WHAT NEEDS TO BE DONE – The response should consist of every record, reproduced exactly.

Dataset items –
▬▬▬

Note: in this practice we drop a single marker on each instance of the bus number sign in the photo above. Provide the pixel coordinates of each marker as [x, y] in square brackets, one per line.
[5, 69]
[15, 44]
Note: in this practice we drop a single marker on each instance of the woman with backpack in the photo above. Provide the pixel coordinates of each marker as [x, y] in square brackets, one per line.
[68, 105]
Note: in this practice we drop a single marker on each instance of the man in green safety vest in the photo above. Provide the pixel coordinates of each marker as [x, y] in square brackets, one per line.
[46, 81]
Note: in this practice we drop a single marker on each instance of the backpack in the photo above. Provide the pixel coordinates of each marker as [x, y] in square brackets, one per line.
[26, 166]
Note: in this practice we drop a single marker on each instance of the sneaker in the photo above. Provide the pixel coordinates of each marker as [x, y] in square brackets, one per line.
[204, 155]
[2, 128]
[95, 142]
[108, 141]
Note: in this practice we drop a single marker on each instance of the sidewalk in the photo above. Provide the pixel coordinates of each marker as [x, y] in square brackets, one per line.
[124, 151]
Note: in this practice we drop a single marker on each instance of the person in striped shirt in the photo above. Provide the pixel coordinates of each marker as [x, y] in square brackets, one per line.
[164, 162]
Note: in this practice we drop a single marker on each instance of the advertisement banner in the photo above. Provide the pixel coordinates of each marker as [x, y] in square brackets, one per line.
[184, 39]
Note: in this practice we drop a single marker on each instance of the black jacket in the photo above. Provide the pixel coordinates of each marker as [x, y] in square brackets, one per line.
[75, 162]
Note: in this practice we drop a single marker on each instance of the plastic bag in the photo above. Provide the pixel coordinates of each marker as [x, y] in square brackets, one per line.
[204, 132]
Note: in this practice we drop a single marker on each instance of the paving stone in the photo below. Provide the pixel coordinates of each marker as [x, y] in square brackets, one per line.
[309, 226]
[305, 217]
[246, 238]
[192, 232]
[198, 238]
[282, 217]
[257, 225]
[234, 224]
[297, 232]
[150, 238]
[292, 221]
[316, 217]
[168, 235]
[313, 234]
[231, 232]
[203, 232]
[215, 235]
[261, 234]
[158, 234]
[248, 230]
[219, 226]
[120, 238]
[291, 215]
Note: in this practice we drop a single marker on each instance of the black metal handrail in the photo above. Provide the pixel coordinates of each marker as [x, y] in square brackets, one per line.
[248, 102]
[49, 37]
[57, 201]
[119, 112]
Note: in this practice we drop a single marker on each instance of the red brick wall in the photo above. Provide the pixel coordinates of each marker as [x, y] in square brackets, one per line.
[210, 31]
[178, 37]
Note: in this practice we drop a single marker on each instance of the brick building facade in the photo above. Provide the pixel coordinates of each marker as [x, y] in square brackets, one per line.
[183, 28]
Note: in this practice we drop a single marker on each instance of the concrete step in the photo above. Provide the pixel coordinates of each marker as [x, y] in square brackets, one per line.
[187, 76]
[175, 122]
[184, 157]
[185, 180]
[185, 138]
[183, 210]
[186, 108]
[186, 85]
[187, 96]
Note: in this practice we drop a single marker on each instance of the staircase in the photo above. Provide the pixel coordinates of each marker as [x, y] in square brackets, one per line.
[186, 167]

▬▬▬

RESULT OF THIS TASK –
Note: in this practice we drop a single marker on each instance of the bus number sign in the photo above. Provide the pixel coordinates of each marker as [x, y] in square brackets, one per line.
[5, 69]
[15, 44]
Note: in this practice we drop a single marker on each instance of the woman with backpack in the photo above. Provide the pixel coordinates of each marker as [x, y] in square brackets, one per line.
[68, 105]
Note: in this practice we drop a single marker on each instance of the man in green safety vest in the photo above. Provide the pixel coordinates of each marker as [x, y] in square brackets, one per line.
[46, 81]
Note: in this practice we drop a single marker on each instance of the backpack in the photo above. Provide the pixel coordinates of each marker as [x, y] in square brackets, one per line.
[26, 166]
Note: in this practice we drop a single marker on each instance of the sneaker in the photo above. Provide the pixel coordinates of each marker as [x, y] in square brackets, one per line.
[204, 155]
[2, 128]
[95, 142]
[108, 141]
Note: in this practice we drop a single marker on each instance of the sidewalk in the photo above. Provide the pixel coordinates of each marker as [x, y] in square brackets, one per line.
[124, 151]
Note: in this practice we drop a single marker on each instance of the person in striped shirt in the photo above. Provide the pixel coordinates of each marker as [x, y] in square brackets, one per line.
[164, 162]
Note: in this practice we drop a single marker on each instance of the advertisement banner in the photo above. Provide the pixel coordinates of each marker as [x, y] in square brackets, one per line.
[184, 39]
Note: in this practice we drop a single marker on each instance of the black jacket in the photo above. Provide the pixel coordinates of each marker as [x, y] in square brackets, one per line.
[75, 162]
Note: in this practice we drop a single marker on each instance of the plastic bag in the photo above. Provide the pixel coordinates of each marker as [x, y] in square brackets, one per line.
[204, 132]
Note: in this practice we drop a single marker on each instance of the paving stone in the photo below. Provide the pixel coordinates of each marker as [x, y] in square brackets, one per line.
[309, 226]
[305, 217]
[246, 238]
[192, 232]
[198, 238]
[282, 217]
[257, 225]
[234, 224]
[297, 232]
[150, 238]
[292, 221]
[316, 217]
[168, 235]
[313, 234]
[231, 232]
[203, 232]
[215, 235]
[261, 234]
[158, 234]
[248, 230]
[219, 226]
[120, 238]
[291, 215]
Note: in this practice we drop a single marker on each instance of the black metal handrail in the photo above. Provide the pixel coordinates of each marker as [x, y] in square brackets, one per line.
[248, 102]
[49, 37]
[57, 201]
[119, 112]
Note: in this practice we drop a single marker on each instance of the red brick wall in the photo above. Provide the pixel coordinates of each marker as [x, y] in square brackets, one per line.
[210, 31]
[178, 37]
Note: in this practice we drop a single marker on each instance of the brick building facade in the photo above. Provide the pixel coordinates of each marker as [x, y] in square brackets, one per line.
[183, 28]
Note: in this practice we drop a single marker on each instance of the concrete step in the photo above. Provide the pixel coordinates of each marker as [x, y] in square brackets, one per line.
[187, 76]
[175, 122]
[184, 157]
[185, 180]
[185, 138]
[183, 210]
[186, 108]
[186, 85]
[187, 96]
Note: in this practice we drop a single marker on each instance of the staircase in the photo above. Provide the pixel coordinates of each marker as [x, y] in square brackets, one per line.
[186, 167]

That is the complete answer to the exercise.